- **Texto da página**:
____________________

Na semana passada, Porto Rico decretou oficialmente a maior falência pública da história dos Estados Unidos. Em 3 de maio, a Junta de Supervisão Fiscal, imposta pelo governo de Washington há menos de um ano, anunciou que a crise econômica “havia chegado a um ponto crítico” e solicitou que um juiz federal interviesse para decidir o que deveria ser feito da exorbitante dívida de 123 bilhões de dólares que o Estado Livre Associado de Porto Rico e suas empresas públicas têm com os detentores de títulos e os fundos de aposentadoria do funcionalismo público.
O anúncio voltou a jogar holofotes sobre o território do Caribe que muitos têm chamado de “a Grécia das Américas”. De acordo com a Junta, a dívida total da ilha é a maior já contraída por uma entidade pública nos Estados Unidos – e deve aumentar exponencialmente se nada for feito. Para comparar, Detroit teve de declarar falência por conta de 18 bilhões de dólares – um nono da dívida de Porto Rico.

____________________

- **O que fazer**:
- A) No texto sobre a falência de Porto Rico, qual foi o valor da dívida que levou Detroit a declarar falência?
- B) Escreva a próxima parte do texto sobre a falência de Porto Rico, começando logo depois da última frase.

____________________

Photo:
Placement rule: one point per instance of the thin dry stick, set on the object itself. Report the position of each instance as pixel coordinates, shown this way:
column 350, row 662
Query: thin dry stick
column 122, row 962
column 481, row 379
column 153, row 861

____________________

- **Respostas**:
- A) 18 bilhões de dólares.

- B)
Em questão de dias, o presidente da Suprema Corte dos Estados Unidos, John Roberts, decidiu, com base na Lei Promesa, que foi aprovada em junho de 2016 para enfrentar a crise financeira, designar a juíza federal Laura Taylor Swain, de Nova York, para o caso. Swain, que tem experiência em casos de falência, foi nomeada como juíza federal pelo presidente Bill Clinton. Em 2009, presidiu o longo julgamento de ex-funcionários de Bernard Madoff envolvidos no esquema de pirâmide financeira.
Contudo, poucas reportagens sobre as dificuldades financeiras de Porto Rico se dedicaram a examinar as questões mais complexas por trás da crise.
Em primeiro lugar, a relação colonial que se estabeleceu entre os Estados Unidos e Porto Rico a partir de 1898 não é mais viável. Porto Rico é o maior território ultramarino ainda sob soberania norte-americana e foi a posse colonial mais importante da história do país. Por mais de um século, essa relação foi lucrativa para as filiais de empresas americanas que se instalaram na ilha – mesmo quando o governo federal passou a defender que o Estado Livre Associado de Porto Rico, criado em 1952, deveria ser um território autônomo. Mas a máscara da autonomia caiu: uma comissão escolhida por Washington é quem dá as cartas na economia da ilha, e a Suprema Corte reafirmou, no ano passado, que o Congresso americano continua a exercer poder soberano sobre Porto Rico.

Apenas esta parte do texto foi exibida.